Excerpt to read:
Using the established approach from Smarr et al., aligned female datasets showed ultradian locomotor power consistently decreasing on estrus days with a recurring ~4-day pattern. This periodic structure was detectable through rhythmicity analyses and aligned with known reproductive timing.
Together, the positive and negative control results demonstrate that the analysis pipeline reliably detects genuine estrus-associated behavioral rhythms while avoiding false cyclic signals when estrus timing is absent or disrupted. This gives us confidence that cyclicity detected in the Morph2REP data reflects real physiological structure.
When analyzed collectively, mice exhibited consistent lag-4 autocorrelation patterns at the population level. The vehicle group serves as a critical negative control for rhythm disruption: these animals received saline injections on the same schedule as morphine-treated mice, experiencing the same handling, injection stress, and cage disturbances — but no pharmacological agent. Both vehicle replicates showed significant positive lag-4 autocorrelation (r = 0.22 and r = 0.33, both p < 0.05), confirming that the injection procedure and experimental perturbations alone do not disrupt estrous-timescale behavioral rhythms.
The 5 mg/kg group showed weakly positive cyclicity: Rep1 was significant (r = 0.18, p < 0.05) while Rep2 was not (r = 0.04, n.s.), suggesting low-dose morphine partially attenuates but does not eliminate rhythmic structure. The 25 mg/kg condition showed a direction flip between replicates (r = 0.20 vs. r = −0.13), indicating that high-dose morphine disrupts behavioral rhythmic structure. This dose-dependent gradient — from preserved rhythms in vehicle controls, to attenuated rhythms at low dose, to disrupted rhythms at high dose — provides evidence that morphine itself interferes with endogenous estrous-timescale behavioral organization.
| Dose | Rep1 r | Rep2 r | Pattern |
|---|---|---|---|
| Vehicle | 0.22* | 0.33* | consistent positive |
| 5 mg/kg | 0.18* | 0.04 (ns) | weak positive |
| 25 mg/kg | 0.20* | −0.13 (ns) | direction flip |
The dose-dependent gradient — from preserved rhythms in vehicle controls, to attenuated rhythms at 5 mg/kg, to disrupted rhythms with a direction flip at 25 mg/kg — supports the interpretation that morphine itself interferes with endogenous behavioral rhythms, rather than experimental procedures confounding the signal.

Task instructions:
1. Decide whether each statement agrees with the passage on morphine and estrous rhythms. Answer yes or no for each, quoting the words from the passage that settle it.
(a) Vehicle mice received saline injections on the same schedule as the morphine-treated mice.
(b) Both replicates in the 5 mg/kg group showed significant lag-4 autocorrelation.
(c) In the aligned female datasets, ultradian locomotor power rose on estrus days.
2. Extend the passage on morphine and estrous rhythms, starting after its final sentence.
The lines after this passage come from a separate source.

Provided material:
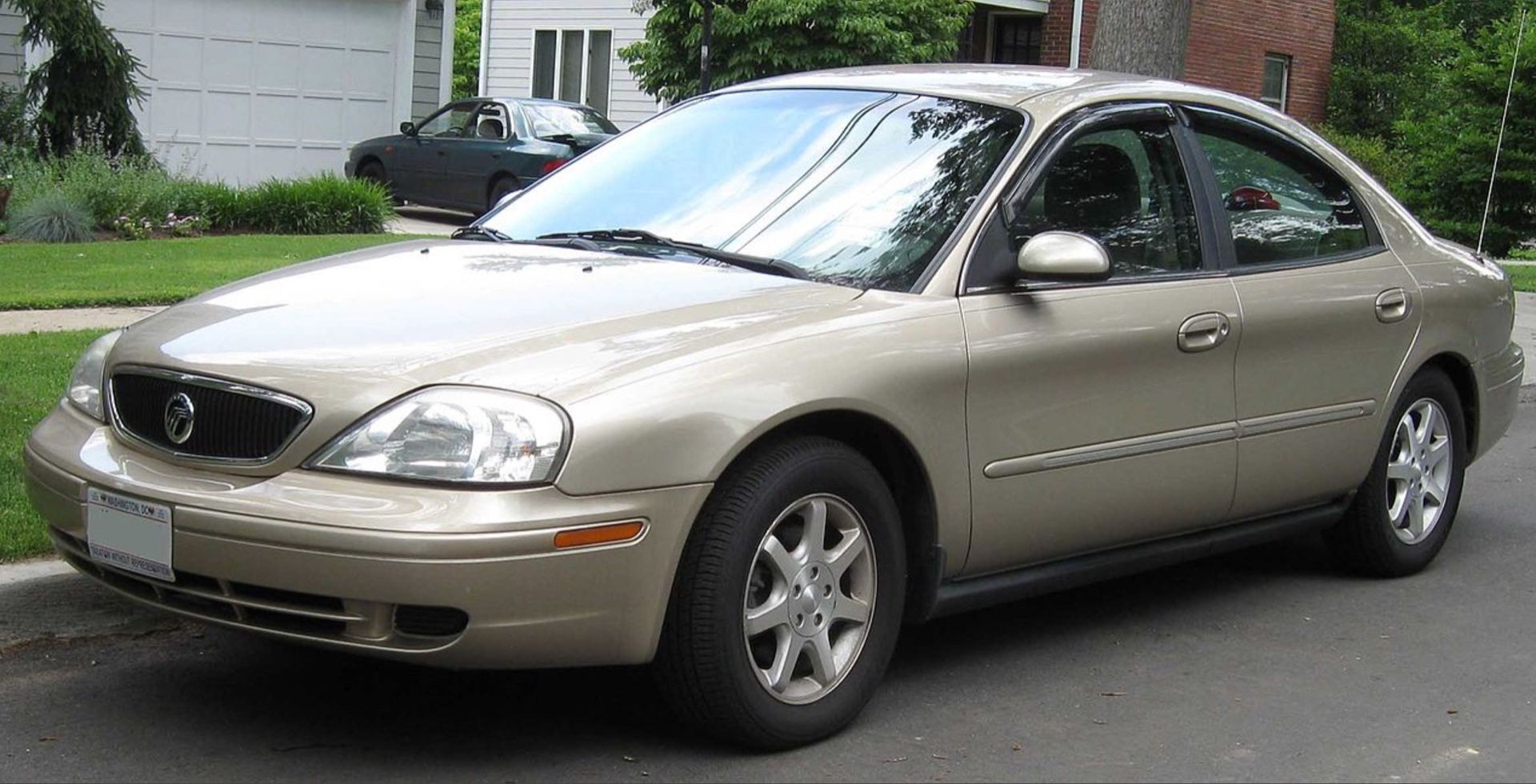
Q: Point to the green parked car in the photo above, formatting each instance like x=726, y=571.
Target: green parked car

Answers for the tasks:
1.
(a) Yes: "these animals received saline injections on the same schedule as morphine-treated mice"
(b) No: "Rep1 was significant (r = 0.18, p < 0.05) while Rep2 was not (r = 0.04, n.s.)"
(c) No: "ultradian locomotor power consistently decreasing on estrus days"

2.
To test whether these detectable rhythms actually influence how an animal responds to morphine, estrous-derived features were incorporated into predictive models and statistical tests. Across six machine learning models and four independent statistical tests (all p > 0.3), estrous features did not improve prediction of morphine response.
Adding seven estrous features to the 24 baseline behavioral features slightly decreased average prediction accuracy (62.0% to 60.2%). The best model achieved 72.2% accuracy using baseline features alone, with no improvement from estrous metrics.
Ultradian locomotor dynamics vary systematically across days, indicating structured behavioral state changes detectable through wavelet analysis.
Vehicle controls (negative control) show consistent positive lag-4 autocorrelation across both replicates, confirming estrous-timescale rhythms survive experimental procedures.
Morphine disrupts rhythms in a dose-dependent manner: attenuated at 5 mg/kg, direction flip at 25 mg/kg — anchored by the preserved vehicle control baseline.
Estrous-consistent rhythms can be detected computationally from locomotion alone, without invasive vaginal cytology, opening the door to noninvasive physiological monitoring.
Behavioral monitoring pipelines can reveal physiological rhythms without invasive measurements. While estrous-consistent rhythms are detectable in locomotor behavior, baseline behavioral phenotypes — not hormonal cycle phase — are what predict individual drug response.